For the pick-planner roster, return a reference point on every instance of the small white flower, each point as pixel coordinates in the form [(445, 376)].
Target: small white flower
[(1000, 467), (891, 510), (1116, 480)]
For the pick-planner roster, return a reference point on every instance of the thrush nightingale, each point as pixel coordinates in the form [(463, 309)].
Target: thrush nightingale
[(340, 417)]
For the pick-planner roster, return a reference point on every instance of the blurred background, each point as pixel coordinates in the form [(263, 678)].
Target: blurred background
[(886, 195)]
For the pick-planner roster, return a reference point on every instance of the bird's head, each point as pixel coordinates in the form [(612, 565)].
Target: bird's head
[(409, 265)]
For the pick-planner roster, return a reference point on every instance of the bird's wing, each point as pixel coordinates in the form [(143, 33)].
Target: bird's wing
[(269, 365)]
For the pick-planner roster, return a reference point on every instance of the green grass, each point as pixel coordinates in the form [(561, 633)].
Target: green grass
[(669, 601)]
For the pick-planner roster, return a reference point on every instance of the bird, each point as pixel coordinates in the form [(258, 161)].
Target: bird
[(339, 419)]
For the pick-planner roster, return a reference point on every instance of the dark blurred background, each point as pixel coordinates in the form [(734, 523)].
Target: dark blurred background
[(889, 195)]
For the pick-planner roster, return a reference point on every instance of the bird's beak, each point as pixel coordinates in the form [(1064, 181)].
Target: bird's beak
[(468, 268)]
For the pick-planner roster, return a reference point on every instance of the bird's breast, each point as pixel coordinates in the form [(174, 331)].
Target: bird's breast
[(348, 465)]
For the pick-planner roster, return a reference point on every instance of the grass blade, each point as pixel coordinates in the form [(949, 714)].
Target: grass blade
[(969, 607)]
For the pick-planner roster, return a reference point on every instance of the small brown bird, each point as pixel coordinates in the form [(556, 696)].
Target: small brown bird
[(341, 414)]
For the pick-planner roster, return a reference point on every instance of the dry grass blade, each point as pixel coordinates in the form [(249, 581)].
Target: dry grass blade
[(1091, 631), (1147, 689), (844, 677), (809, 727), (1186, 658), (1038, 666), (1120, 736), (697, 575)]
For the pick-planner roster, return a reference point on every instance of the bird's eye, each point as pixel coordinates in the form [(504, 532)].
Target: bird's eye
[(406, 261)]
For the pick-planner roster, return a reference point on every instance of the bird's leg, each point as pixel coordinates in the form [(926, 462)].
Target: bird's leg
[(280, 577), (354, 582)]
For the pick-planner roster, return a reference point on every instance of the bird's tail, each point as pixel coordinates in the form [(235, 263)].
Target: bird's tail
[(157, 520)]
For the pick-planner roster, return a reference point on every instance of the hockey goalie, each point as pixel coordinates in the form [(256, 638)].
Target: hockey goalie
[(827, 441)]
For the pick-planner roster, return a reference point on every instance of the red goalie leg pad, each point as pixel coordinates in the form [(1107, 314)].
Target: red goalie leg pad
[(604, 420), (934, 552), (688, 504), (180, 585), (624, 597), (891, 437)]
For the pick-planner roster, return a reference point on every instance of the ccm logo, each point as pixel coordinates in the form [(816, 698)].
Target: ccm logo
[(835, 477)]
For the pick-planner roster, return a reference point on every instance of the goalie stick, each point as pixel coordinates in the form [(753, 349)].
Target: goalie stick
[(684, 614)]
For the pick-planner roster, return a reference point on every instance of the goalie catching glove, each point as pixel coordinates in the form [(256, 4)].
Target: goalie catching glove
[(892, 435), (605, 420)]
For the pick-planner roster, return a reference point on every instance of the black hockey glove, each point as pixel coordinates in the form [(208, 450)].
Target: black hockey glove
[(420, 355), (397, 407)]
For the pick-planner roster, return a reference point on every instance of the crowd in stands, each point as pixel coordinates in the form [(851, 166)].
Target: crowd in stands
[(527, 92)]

* **TO DO**:
Copy verbatim everything from the line that contains "form [(208, 450)]." down to the end of the entries.

* **WORKED SOLUTION**:
For the pick-planner roster, return a reference point on every instance of the black hockey glove, each point as pixel coordinates in the form [(208, 450)].
Target: black hockey glove
[(420, 355), (397, 407)]
For the pick-planner roster, return a reference point on every instance of the crowd in stands, each point as pixel coordinates in the form [(851, 166)].
Target: crowd in stands
[(527, 92)]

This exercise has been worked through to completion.